In one to three sentences, explain why the session description on the Stanford program for AI in healthcare, which appears below, says artificial intelligence technologies are combined with medical expertise.

=== Document extract ===

366 Galvez Street, Stanford, CA 94305
We will describe the Stanford Medicine Program for AI in Healthcare, which aims to bring AI into clinical use, safely and ethically. The session will begin with an overview of the effort and then focus on describing a project to improve palliative care using machine learning. We will summarize the creation and validation of a mortality prediction model, describe the associated care planning workflow it triggers and the work constraints it needs to function under. We will present preliminary results on an HAI supported project for understanding and addressing ethical challenges with implementation of machine learning to advance palliative care. Using this real-life example, we will elucidate several of the ethical challenges that need to be studied and addressed when combining artificial intelligence technologies with medical expertise to help doctors make faster, more informed and humane decisions.
Nigam Shah, Associate Professor of Medicine (Biomedical Informatics), Stanford University; Assistant Director, Center for Biomedical Informatics Research
Danton Char, Assistant Professor Med Center Line, Anesthesiology, Perioperative and Pain Medicine, Stanford University
Dr. Char's K01 from NHGRI examines the ethical challenges of implementing whole genome sequencing in the care of critically ill children, particularly those with congenital cardiac disease. His long-term goal is to continue to identify and address ethical concerns associated with the implementation of next generation technologies to bedside clinical care, like whole genome sequencing and its attendant technologies like machine learning.
Ron Li, Clinical Assistant Professor, Medicine, Stanford University
Ron grew up in New York, went to college and medical school in Chicago at Northwestern, and completed a one year clinical epidemiology research fellowship at Penn before coming to Stanford with his wife for Internal Medicine training. Ron's informatics interests are to work with other clinicians, informaticists, and designers to create, implement, evaluate, and disseminate tools that both help us become better physicians and build a learning healthcare system of the future.
Stephanie Harman, Clinical Associate Professor of Medicine, Stanford University
Dr. Harman graduated from Case Western Reserve University School of Medicine. She then completed a residency in Internal Medicine at Stanford and a Palliative Care fellowship at the Palo Alto VA/Stanford program before joining the faculty at Stanford. She is the founding medical director of Palliative Care Services for Stanford Health Care and a 2017 Cambia Sojourns Scholar Leader Awardee. She is a Clinical Associate Professor in the Department of Medicine and a faculty member in the Stanford Center for Biomedical Ethics. She serves as the clinical section chief of Palliative Care in the Division of Primary Care and Population Health and co-chairs the Stanford Health Care Ethics Committee. Her research and educational interests include communication training in healthcare, bioethics in end-of-life care, and the application of machine learning to improve access to palliative care.

=== Source information ===

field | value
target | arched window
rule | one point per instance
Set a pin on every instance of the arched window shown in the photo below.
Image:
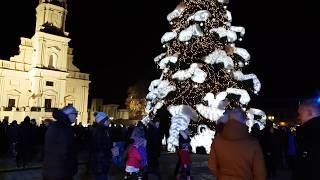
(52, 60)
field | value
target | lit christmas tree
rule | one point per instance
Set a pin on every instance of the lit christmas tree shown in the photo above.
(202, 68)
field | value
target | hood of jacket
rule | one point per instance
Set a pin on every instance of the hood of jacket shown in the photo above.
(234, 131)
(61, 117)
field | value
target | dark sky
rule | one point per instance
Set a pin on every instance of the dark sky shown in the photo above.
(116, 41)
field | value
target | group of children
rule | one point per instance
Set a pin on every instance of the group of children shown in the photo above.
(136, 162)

===
=== Source information ===

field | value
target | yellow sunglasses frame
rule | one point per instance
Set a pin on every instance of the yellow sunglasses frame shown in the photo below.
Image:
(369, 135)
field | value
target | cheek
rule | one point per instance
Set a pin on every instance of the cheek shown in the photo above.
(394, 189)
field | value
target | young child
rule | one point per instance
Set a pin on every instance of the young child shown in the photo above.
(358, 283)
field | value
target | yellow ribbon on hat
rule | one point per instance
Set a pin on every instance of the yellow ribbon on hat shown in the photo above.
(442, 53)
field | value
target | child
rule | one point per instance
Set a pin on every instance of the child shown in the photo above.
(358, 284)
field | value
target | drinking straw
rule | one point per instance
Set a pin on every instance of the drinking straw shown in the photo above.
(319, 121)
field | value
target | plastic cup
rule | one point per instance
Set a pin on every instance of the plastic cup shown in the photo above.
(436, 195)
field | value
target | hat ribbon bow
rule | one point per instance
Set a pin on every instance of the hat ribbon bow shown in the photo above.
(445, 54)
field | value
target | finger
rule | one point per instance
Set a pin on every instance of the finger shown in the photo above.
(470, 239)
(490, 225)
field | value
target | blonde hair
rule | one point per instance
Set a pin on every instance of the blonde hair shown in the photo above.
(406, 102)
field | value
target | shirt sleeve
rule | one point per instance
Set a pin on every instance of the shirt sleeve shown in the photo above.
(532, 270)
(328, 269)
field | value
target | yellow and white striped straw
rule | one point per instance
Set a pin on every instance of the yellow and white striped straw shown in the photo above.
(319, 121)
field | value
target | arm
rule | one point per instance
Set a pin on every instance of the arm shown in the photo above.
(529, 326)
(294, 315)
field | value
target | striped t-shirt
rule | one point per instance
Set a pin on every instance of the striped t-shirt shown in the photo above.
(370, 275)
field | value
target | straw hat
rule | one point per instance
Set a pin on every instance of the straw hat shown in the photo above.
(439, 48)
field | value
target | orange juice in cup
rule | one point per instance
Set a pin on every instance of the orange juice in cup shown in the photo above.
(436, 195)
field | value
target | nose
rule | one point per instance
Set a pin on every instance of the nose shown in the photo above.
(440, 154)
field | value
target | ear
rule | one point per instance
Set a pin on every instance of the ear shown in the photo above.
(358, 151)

===
=== Source information ===

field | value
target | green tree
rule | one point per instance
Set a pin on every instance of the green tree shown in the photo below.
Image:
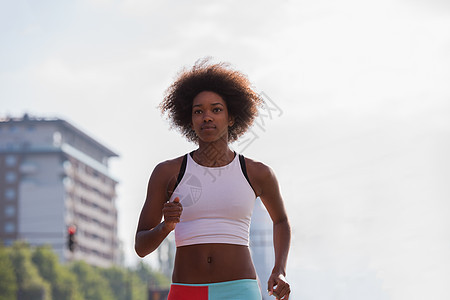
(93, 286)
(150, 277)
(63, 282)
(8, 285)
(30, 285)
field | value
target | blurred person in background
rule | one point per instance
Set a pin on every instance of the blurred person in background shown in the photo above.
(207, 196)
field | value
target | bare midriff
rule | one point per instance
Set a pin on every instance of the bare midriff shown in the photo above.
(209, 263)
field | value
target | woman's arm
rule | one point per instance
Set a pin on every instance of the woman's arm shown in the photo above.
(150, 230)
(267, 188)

===

> **Answer to this task**: They are combined to help doctors make faster, more informed and humane decisions. The session uses a palliative care project as a real-life example to show the ethical challenges that must be studied and addressed when this is done.